→ Complete the following:
1. In the Abhinav Bindra article, why does Jian Qiu of China finish behind Leif Steinar Rolland of Norway even though both shot 701.5? Answer in one to three sentences.
2. Pick up the Abhinav Bindra article after its last sentence and continue it in the same reporting style.

→ Document passage:
::::
Shooting his way to stardom

Published : Jul 07, 2001 00:00 IST


HE is young, fearless and has all the traits of a world champion. In returning the second best score, close to the previous world record, in an intensely competitive field in the World Cup in Munich, air rifle shooter Abhinav Bindra emphasised that he had made huge strides.

The 18-year-old Chandigarh lad, who had missed qualifying for the final by one point in the Sydney Olympics where he was the youngest shooter, failed to grab the gold this time again by one point.

There was a phenomenal improvement in his score when competing at the highest level, as he shot a 597 out of 600 in going into the final, and a spectacular 103.5 thereafter to aggregate 700.5 points, a mere 0.2 behind the world record that had stood till Leif Steinar Rolland of Norway shot 702.4 in the World Cup in Seoul a few weeks earlier.

The fact that it took two people - Leif Steinar Rolland himself and Jian Qiuof China - shooting a 701.5 to deny the honour of better medals for Abhinav showed the level with which the young man was challenging the world. The Chinese had shot a brilliant 104.5 in the final but lost out to the Norwegian, as the latter shot a 9.6 to a 9.1 in the shoot-off to decide the gold, after a tie.
::::
[Entries from a dataset]
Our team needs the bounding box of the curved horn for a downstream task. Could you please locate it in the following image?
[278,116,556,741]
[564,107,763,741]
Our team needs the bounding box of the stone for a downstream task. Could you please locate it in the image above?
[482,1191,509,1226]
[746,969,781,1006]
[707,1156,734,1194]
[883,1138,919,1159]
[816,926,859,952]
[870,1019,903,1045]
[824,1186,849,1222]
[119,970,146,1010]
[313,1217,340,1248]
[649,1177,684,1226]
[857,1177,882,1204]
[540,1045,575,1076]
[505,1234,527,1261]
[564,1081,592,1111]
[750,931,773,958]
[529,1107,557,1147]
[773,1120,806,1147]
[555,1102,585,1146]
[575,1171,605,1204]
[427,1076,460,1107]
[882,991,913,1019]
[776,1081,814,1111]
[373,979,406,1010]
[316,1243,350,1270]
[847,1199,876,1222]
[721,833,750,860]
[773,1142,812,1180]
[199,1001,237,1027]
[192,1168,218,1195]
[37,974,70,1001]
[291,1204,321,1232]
::::
→ Results:
1. Jian Qiu and Rolland tied on 701.5, so a shoot-off decided the gold. Rolland shot 9.6 to Jian Qiu's 9.1 and took first place.

2.
Abhinav could have fancied his chances for the gold but for trailing by one point behind Rolland who had shot a 598 in the preliminary phase. Moreover, Abhinav had a 9.6 eighth shot as compared to the 10.5 and 10.6 by the other two in the final that tilted the balance.

Yet, for someone who had missed the bronze medal by 0.1 point in an earlier championship at the same venue, it was satisfying for Abhinav to have taken the bronze with a 1.0 lead this time against the fourth-placed Robert Kraskowski of Poland, who had also shot a 103.5 in the final.

What was more spectacular about Abhinav's effort was his series of four 100s with his last 40 shots in the preliminary stage. Once he finished the first 50 shots and had tallied 497, Abhinav knew that he needed a perfect 10 with each of his last 10 shots for the junior world record, which he himself had equalised last time.

Abhinav achieved the task, as he shot his fourth 100 nonchalantly to put the world junior record against his name, after having shared it with others earlier. The young Indian surprised everyone by shooting his 60 shots in 44 minutes, as against the allotted time of one hour and 45 minutes. It calls for guts to do that while competing with 105 others from 67 countries.

It was even better in Milan, when he finished in 33 minutes! Abhinav sets too hot a pace, rather intimidates the field.

The national chief coach, Prof. Sunny Thomas, asked Abhinav to go for the world record, in an attempt to provide adequate pressure required for the climax. Though Abhinav observed that it would be difficult to go for the record after a 597, he took the field apart with his outstanding effort.

Like all champions Abhinav thrives on pressure. He has a clear idea about the benefits of being under pressure.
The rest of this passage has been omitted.